### The input ###

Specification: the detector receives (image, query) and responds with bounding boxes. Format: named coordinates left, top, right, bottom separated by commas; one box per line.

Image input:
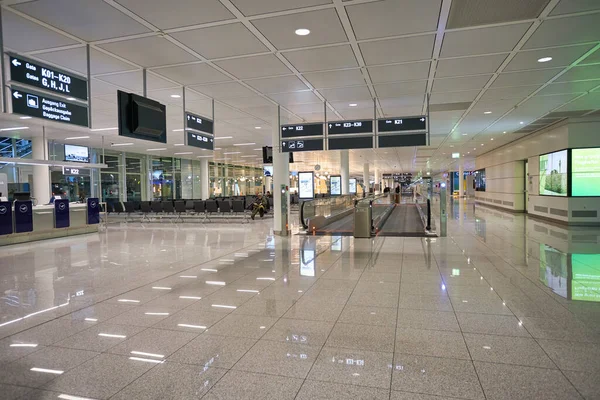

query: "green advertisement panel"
left=571, top=147, right=600, bottom=196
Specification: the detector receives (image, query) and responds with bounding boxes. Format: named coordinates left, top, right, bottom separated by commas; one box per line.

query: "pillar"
left=31, top=135, right=50, bottom=205
left=200, top=158, right=210, bottom=200
left=458, top=163, right=465, bottom=197
left=271, top=107, right=290, bottom=234
left=340, top=150, right=350, bottom=194
left=363, top=163, right=371, bottom=194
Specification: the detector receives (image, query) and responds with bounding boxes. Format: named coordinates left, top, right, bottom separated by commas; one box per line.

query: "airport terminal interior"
left=0, top=0, right=600, bottom=400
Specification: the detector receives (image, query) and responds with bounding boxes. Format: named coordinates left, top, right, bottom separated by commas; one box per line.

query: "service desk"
left=0, top=200, right=98, bottom=246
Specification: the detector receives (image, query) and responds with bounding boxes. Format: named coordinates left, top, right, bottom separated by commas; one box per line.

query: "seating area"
left=102, top=196, right=273, bottom=223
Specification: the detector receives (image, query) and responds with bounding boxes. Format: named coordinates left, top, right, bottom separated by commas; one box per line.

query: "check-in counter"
left=0, top=199, right=99, bottom=246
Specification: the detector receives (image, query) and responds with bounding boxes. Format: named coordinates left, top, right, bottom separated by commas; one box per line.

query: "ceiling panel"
left=359, top=35, right=435, bottom=65
left=441, top=23, right=531, bottom=57
left=319, top=86, right=372, bottom=103
left=556, top=64, right=600, bottom=82
left=2, top=10, right=77, bottom=52
left=282, top=45, right=358, bottom=72
left=171, top=23, right=268, bottom=59
left=246, top=76, right=308, bottom=93
left=231, top=0, right=331, bottom=16
left=432, top=75, right=492, bottom=93
left=191, top=82, right=256, bottom=99
left=504, top=44, right=594, bottom=71
left=346, top=0, right=442, bottom=40
left=215, top=54, right=291, bottom=79
left=369, top=62, right=430, bottom=83
left=304, top=69, right=365, bottom=88
left=13, top=0, right=150, bottom=42
left=523, top=14, right=600, bottom=49
left=492, top=68, right=562, bottom=87
left=435, top=54, right=507, bottom=78
left=252, top=9, right=348, bottom=50
left=99, top=36, right=197, bottom=67
left=375, top=80, right=427, bottom=98
left=153, top=63, right=231, bottom=85
left=117, top=0, right=234, bottom=29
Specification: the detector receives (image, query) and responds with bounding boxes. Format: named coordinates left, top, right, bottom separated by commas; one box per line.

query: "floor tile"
left=326, top=322, right=395, bottom=353
left=464, top=333, right=556, bottom=368
left=262, top=318, right=334, bottom=346
left=202, top=370, right=302, bottom=400
left=45, top=354, right=156, bottom=399
left=392, top=353, right=484, bottom=399
left=296, top=380, right=390, bottom=400
left=308, top=347, right=393, bottom=390
left=108, top=328, right=198, bottom=359
left=233, top=340, right=321, bottom=379
left=395, top=328, right=471, bottom=360
left=0, top=347, right=98, bottom=388
left=111, top=363, right=227, bottom=400
left=456, top=313, right=531, bottom=337
left=475, top=361, right=581, bottom=400
left=168, top=334, right=256, bottom=369
left=398, top=309, right=460, bottom=332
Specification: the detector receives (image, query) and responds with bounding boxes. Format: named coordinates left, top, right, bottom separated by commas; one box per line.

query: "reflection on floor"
left=0, top=201, right=600, bottom=400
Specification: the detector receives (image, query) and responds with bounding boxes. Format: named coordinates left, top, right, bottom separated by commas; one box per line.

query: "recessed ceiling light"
left=296, top=28, right=310, bottom=36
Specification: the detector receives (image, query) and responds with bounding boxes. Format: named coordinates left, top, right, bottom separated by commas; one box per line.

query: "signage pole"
left=85, top=43, right=92, bottom=129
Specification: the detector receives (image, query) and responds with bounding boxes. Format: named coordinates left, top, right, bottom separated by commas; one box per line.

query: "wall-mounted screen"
left=540, top=150, right=569, bottom=197
left=348, top=178, right=356, bottom=194
left=298, top=172, right=315, bottom=199
left=329, top=175, right=342, bottom=196
left=571, top=147, right=600, bottom=196
left=65, top=144, right=90, bottom=163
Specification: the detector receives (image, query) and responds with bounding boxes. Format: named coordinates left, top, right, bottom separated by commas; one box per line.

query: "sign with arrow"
left=10, top=87, right=88, bottom=128
left=10, top=55, right=88, bottom=101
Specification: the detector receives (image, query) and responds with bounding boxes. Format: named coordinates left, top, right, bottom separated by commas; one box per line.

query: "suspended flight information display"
left=9, top=55, right=88, bottom=101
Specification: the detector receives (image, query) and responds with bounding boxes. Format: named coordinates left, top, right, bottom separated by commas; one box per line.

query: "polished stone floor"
left=0, top=202, right=600, bottom=400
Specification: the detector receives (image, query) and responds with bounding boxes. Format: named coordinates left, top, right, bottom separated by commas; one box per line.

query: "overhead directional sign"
left=10, top=55, right=88, bottom=100
left=10, top=88, right=88, bottom=127
left=281, top=124, right=323, bottom=138
left=377, top=117, right=427, bottom=133
left=281, top=139, right=323, bottom=152
left=190, top=112, right=214, bottom=134
left=328, top=120, right=373, bottom=135
left=186, top=131, right=215, bottom=150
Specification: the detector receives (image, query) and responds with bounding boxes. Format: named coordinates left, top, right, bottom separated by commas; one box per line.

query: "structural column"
left=458, top=162, right=465, bottom=197
left=363, top=163, right=371, bottom=194
left=271, top=107, right=290, bottom=234
left=200, top=158, right=210, bottom=200
left=31, top=135, right=50, bottom=205
left=340, top=150, right=350, bottom=194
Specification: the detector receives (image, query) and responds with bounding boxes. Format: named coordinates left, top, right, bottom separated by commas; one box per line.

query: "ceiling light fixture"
left=65, top=136, right=90, bottom=140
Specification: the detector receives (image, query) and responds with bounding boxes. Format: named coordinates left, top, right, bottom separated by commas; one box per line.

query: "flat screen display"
left=571, top=147, right=600, bottom=196
left=348, top=178, right=356, bottom=194
left=540, top=150, right=568, bottom=197
left=330, top=175, right=342, bottom=196
left=65, top=144, right=90, bottom=163
left=298, top=172, right=315, bottom=199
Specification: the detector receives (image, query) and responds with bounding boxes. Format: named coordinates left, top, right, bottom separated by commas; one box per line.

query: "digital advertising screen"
left=571, top=147, right=600, bottom=196
left=298, top=172, right=315, bottom=199
left=329, top=175, right=342, bottom=196
left=65, top=144, right=90, bottom=163
left=348, top=178, right=356, bottom=194
left=540, top=150, right=569, bottom=197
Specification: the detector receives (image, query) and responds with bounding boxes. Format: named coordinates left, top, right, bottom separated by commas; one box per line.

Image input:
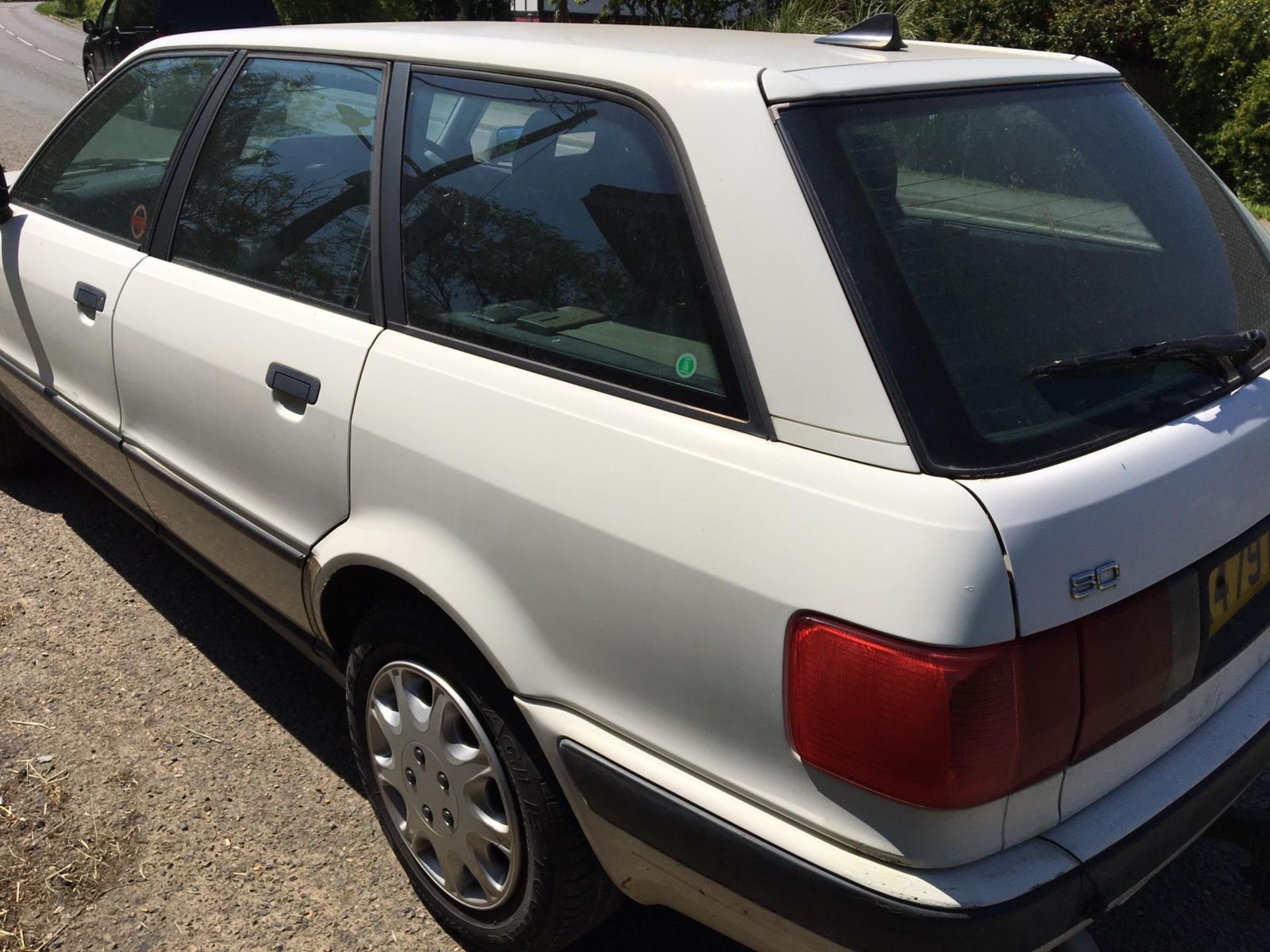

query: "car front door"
left=0, top=55, right=226, bottom=502
left=114, top=56, right=385, bottom=627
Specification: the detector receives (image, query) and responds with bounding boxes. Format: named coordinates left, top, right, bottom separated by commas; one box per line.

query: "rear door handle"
left=75, top=280, right=105, bottom=313
left=264, top=363, right=321, bottom=405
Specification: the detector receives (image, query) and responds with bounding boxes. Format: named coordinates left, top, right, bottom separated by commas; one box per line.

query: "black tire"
left=0, top=410, right=40, bottom=472
left=345, top=602, right=621, bottom=952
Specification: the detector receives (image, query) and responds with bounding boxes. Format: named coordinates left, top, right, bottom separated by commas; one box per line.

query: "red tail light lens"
left=785, top=573, right=1199, bottom=810
left=1072, top=573, right=1199, bottom=762
left=786, top=614, right=1080, bottom=810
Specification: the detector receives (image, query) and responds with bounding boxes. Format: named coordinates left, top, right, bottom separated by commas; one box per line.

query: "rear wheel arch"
left=314, top=563, right=509, bottom=687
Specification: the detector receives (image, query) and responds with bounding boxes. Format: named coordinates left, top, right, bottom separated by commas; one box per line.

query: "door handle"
left=75, top=280, right=105, bottom=313
left=264, top=363, right=321, bottom=405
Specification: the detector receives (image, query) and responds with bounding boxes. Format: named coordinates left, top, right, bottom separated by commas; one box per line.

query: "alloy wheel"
left=366, top=660, right=525, bottom=910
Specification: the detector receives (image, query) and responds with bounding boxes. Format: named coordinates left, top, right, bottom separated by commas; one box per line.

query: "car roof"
left=148, top=20, right=1118, bottom=99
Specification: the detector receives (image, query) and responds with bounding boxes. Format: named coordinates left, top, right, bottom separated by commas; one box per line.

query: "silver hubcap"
left=366, top=661, right=525, bottom=909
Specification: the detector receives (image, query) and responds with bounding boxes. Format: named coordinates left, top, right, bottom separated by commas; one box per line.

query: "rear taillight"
left=1071, top=573, right=1199, bottom=760
left=786, top=575, right=1199, bottom=810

###

The problem: How many lines above contain the string "wheel", with case counting? Reply with the number only.

Correct answer: 2